■ INFORMATION SHOWN ■
_____

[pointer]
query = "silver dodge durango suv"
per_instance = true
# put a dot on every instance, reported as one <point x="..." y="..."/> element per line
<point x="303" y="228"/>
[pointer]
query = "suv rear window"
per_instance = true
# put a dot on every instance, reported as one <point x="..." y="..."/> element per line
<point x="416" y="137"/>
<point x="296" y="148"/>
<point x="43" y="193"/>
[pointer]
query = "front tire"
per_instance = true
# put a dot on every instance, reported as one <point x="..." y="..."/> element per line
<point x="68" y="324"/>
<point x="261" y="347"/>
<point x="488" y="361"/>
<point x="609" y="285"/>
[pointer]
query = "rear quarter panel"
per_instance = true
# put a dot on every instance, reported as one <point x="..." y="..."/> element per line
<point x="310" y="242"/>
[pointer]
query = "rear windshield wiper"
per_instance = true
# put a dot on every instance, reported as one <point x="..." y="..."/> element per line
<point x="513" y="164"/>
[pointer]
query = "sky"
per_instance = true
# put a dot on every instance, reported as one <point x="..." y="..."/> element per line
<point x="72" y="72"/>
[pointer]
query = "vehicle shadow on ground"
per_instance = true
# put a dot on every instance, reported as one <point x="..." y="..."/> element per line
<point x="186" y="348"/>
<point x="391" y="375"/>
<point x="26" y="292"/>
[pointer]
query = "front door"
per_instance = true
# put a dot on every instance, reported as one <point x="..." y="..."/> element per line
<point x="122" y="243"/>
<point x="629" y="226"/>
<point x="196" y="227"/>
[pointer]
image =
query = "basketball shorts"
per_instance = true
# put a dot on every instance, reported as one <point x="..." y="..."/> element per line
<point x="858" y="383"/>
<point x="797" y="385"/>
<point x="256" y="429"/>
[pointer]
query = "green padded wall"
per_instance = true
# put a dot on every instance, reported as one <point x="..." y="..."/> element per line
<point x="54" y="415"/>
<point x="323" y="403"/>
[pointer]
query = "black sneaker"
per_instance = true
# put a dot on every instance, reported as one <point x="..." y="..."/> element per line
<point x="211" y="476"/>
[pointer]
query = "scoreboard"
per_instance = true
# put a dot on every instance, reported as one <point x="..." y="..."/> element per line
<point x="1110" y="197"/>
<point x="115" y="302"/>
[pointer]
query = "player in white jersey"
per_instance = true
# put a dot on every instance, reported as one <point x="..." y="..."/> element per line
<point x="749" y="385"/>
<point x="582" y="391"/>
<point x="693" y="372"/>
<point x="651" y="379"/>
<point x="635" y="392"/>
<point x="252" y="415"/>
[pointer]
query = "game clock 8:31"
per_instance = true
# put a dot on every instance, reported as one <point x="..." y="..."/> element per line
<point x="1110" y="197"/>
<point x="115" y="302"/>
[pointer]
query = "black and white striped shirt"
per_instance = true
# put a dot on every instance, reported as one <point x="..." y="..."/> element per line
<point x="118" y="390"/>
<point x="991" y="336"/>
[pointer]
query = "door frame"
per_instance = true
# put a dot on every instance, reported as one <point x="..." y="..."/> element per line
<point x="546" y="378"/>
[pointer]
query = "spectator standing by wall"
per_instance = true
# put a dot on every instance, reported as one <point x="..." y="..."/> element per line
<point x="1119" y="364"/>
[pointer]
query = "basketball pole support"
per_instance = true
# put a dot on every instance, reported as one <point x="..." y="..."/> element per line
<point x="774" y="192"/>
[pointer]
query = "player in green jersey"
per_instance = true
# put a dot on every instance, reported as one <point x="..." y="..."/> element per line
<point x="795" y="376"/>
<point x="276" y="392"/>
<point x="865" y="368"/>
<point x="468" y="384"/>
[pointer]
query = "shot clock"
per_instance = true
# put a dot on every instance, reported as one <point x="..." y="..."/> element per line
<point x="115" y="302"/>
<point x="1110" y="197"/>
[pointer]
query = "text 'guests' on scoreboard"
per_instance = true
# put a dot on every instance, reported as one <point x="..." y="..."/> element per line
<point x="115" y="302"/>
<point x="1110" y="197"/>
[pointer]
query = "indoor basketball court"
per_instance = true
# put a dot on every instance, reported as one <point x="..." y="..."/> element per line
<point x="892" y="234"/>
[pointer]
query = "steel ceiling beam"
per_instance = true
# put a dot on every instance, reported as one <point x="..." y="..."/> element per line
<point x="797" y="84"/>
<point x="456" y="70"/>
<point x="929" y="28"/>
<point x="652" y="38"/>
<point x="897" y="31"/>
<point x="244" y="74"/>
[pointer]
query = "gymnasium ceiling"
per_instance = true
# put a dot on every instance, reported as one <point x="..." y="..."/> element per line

_____

■ HOW TO COMPLETE THIS TASK ■
Set down the whole of the data, exactly as it stands.

■ RESPONSE TO THIS TASK ■
[pointer]
query = "silver dodge durango suv"
per_instance = true
# put a dot on every instance, reported as one <point x="..." y="..."/> element per line
<point x="303" y="228"/>
[pointer]
query = "suv rear window"
per_instance = true
# put a dot on every instance, reported as one <point x="..." y="..."/> element per line
<point x="416" y="137"/>
<point x="296" y="148"/>
<point x="43" y="193"/>
[pointer]
query = "front tire"
per_instance = true
# put a dot on every instance, reported as one <point x="..." y="..."/> element per line
<point x="68" y="324"/>
<point x="261" y="347"/>
<point x="488" y="361"/>
<point x="609" y="285"/>
[pointer]
query = "rear quarter panel"
per_instance = true
# put a dot on every instance, reported as one <point x="..." y="..."/> element per line
<point x="310" y="242"/>
[pointer]
query = "rear windshield wiper"
per_instance = true
# put a dot on every instance, reported as one <point x="..." y="..."/> element per line
<point x="513" y="164"/>
[pointer]
query = "sky"
per_instance = true
# put a dot on every instance, reported as one <point x="..." y="..."/> element per line
<point x="72" y="72"/>
[pointer]
query = "vehicle shadow on ground"
per_instance = true
# put a dot on every instance, reported as one <point x="..." y="..."/> element per line
<point x="186" y="348"/>
<point x="391" y="375"/>
<point x="26" y="292"/>
[pointer]
query = "front door"
per_instance = true
# put a dot on every instance, reported as one <point x="..." y="..."/> element per line
<point x="122" y="243"/>
<point x="629" y="226"/>
<point x="196" y="227"/>
[pointer]
image =
query = "basketball shorts"
per_instance = true
# put a dot on every instance, reported as one <point x="..." y="..."/> element per line
<point x="858" y="383"/>
<point x="797" y="385"/>
<point x="256" y="429"/>
[pointer]
query = "green padded wall"
per_instance = true
# put a dot on every instance, reported as one <point x="..." y="..."/> element per line
<point x="54" y="415"/>
<point x="323" y="403"/>
[pointer]
query = "black sneaker"
per_instance = true
# put a dot on every instance, reported as one <point x="..." y="..."/> element per line
<point x="211" y="476"/>
[pointer]
query = "scoreboard"
per_instance = true
# put a dot on every instance, reported as one <point x="..." y="..."/> element per line
<point x="1110" y="197"/>
<point x="115" y="302"/>
[pointer]
query = "player in white jersey"
per_instance = true
# put a dot on every instance, reported as one <point x="..." y="..."/> element per line
<point x="749" y="385"/>
<point x="582" y="391"/>
<point x="693" y="372"/>
<point x="651" y="379"/>
<point x="635" y="392"/>
<point x="252" y="415"/>
[pointer]
query = "game clock 8:31"
per_instance = true
# put a dot on every instance, reported as one <point x="..." y="..."/> element per line
<point x="1110" y="197"/>
<point x="115" y="302"/>
[pointer]
query = "black and white striped shirt"
per_instance = true
# put a dot on every instance, reported as one <point x="..." y="..."/> element per line
<point x="118" y="390"/>
<point x="991" y="336"/>
[pointer]
query = "door frame"
per_instance = true
# put a dot on every instance, reported as one <point x="..." y="..."/> element per line
<point x="546" y="378"/>
[pointer]
query = "spectator standing by wall"
per_instance = true
# put a dot on every instance, reported as one <point x="..." y="..."/> element per line
<point x="1119" y="364"/>
[pointer]
query = "basketball pole support"
per_instance = true
# put a dot on every instance, reported as one <point x="..." y="..."/> element per line
<point x="774" y="192"/>
[pointer]
query = "player in green jersey"
per_instance = true
# put a dot on every instance, reported as one <point x="..." y="..."/> element per line
<point x="795" y="376"/>
<point x="276" y="392"/>
<point x="865" y="368"/>
<point x="468" y="384"/>
[pointer]
query = "shot clock"
per_instance = true
# put a dot on every instance, reported as one <point x="..." y="..."/> element per line
<point x="115" y="302"/>
<point x="1110" y="197"/>
[pointer]
query = "text 'guests' on scoreboard"
per_instance = true
# put a dot on every instance, reported as one <point x="..." y="..."/> element per line
<point x="115" y="302"/>
<point x="1110" y="197"/>
[pointer]
query = "indoor basketball court"
per_instance = true
# put a dot on every instance, reported as one <point x="..." y="..."/> element per line
<point x="892" y="234"/>
[pointer]
query = "steel ceiling beam"
per_instance = true
# put a dot on every instance, reported as one <point x="..." y="..."/> element per line
<point x="797" y="84"/>
<point x="456" y="70"/>
<point x="929" y="28"/>
<point x="652" y="38"/>
<point x="897" y="31"/>
<point x="244" y="74"/>
[pointer]
query = "gymnasium ceiling"
per_instance = true
# put a dot on every instance, reported as one <point x="..." y="..."/> element per line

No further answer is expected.